TEXT TO READ
== == ==

Bank supervision in America is unfit for the digital age

HERE COME the Germans. On May 21st Raisin, a “deposit marketplace” from Berlin, declared its intention to set up shop in America. Within a year Raisin hopes to follow its compatriot, N26, a mobile bank that is due to open there soon. Yet neither will, technically, be a bank. Remarkably, no such startup yet has a national banking charter in America, although the country is a hotbed of financial technology, spawning innovators from PayPal to Quicken Loans.

Both Raisin and N26 will rely, at least at first, on the charters and deposit insurance of local “sponsor” banks. That route is “fastest to market”, says Nicolas Kopp of N26. It is also common. Sponsors such as the Bancorp Bank, Cross River Bank and WebBank stand behind fintechs and others wanting to offer banking services. (They often supply technology, too.)

== == ==

PROVIDED INFORMATION

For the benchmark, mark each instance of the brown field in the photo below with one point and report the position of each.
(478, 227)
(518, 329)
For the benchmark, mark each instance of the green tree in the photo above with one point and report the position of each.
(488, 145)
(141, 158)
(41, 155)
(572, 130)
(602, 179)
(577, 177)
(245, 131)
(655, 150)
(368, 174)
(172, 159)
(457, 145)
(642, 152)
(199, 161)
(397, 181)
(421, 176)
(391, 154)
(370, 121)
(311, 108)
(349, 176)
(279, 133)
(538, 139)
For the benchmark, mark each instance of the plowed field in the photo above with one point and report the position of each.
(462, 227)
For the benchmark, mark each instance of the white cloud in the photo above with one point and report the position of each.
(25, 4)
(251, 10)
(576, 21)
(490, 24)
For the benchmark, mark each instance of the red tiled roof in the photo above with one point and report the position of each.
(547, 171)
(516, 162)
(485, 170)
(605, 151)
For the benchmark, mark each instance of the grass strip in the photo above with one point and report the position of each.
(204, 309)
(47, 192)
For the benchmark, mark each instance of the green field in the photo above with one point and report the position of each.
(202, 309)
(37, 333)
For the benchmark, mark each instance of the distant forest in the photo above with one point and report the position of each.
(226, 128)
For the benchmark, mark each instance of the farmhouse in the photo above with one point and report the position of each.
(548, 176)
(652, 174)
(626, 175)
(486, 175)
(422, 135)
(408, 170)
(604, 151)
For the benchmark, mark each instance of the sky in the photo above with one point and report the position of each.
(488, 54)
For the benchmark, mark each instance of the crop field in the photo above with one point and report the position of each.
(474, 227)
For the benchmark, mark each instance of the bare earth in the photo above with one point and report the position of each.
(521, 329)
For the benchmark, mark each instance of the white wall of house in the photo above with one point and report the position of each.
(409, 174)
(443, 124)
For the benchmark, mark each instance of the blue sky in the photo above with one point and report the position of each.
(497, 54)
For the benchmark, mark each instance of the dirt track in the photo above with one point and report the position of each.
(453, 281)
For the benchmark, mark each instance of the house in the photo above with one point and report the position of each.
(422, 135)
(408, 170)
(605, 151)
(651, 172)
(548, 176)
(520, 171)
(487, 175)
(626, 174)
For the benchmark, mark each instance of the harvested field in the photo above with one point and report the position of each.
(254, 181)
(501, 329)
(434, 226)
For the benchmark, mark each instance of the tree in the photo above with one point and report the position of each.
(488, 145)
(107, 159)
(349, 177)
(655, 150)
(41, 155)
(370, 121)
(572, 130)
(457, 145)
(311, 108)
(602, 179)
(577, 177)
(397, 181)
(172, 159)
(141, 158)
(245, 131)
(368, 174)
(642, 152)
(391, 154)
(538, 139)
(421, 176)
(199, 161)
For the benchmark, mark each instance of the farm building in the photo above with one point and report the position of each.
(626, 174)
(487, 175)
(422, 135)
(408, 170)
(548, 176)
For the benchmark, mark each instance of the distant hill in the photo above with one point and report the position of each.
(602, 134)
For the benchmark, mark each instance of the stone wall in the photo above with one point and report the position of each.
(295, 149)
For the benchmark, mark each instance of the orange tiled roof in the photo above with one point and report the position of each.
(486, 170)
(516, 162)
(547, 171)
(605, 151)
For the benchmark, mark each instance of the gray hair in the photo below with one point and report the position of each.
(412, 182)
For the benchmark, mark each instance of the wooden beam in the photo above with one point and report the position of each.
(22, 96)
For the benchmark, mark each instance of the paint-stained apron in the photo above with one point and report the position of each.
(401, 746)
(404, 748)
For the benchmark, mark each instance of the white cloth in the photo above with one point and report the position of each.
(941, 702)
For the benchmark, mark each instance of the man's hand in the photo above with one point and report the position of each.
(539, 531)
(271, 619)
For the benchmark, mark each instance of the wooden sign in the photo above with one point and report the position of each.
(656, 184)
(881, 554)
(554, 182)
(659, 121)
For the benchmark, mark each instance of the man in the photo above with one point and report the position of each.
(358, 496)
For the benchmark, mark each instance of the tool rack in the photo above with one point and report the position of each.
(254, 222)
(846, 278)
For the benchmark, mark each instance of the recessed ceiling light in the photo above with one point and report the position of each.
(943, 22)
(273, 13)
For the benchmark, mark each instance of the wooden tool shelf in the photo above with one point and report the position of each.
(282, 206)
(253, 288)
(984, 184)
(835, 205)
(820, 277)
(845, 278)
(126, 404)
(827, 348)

== == ==

EXERCISE DIRECTIONS
Please retype the piece above on American bank supervision and fintech startups word for word, from its headline through its last sentence.

EXERCISE OUTPUT
Bank supervision in America is unfit for the digital age

HERE COME the Germans. On May 21st Raisin, a “deposit marketplace” from Berlin, declared its intention to set up shop in America. Within a year Raisin hopes to follow its compatriot, N26, a mobile bank that is due to open there soon. Yet neither will, technically, be a bank. Remarkably, no such startup yet has a national banking charter in America, although the country is a hotbed of financial technology, spawning innovators from PayPal to Quicken Loans.

Both Raisin and N26 will rely, at least at first, on the charters and deposit insurance of local “sponsor” banks. That route is “fastest to market”, says Nicolas Kopp of N26. It is also common. Sponsors such as the Bancorp Bank, Cross River Bank and WebBank stand behind fintechs and others wanting to offer banking services. (They often supply technology, too.)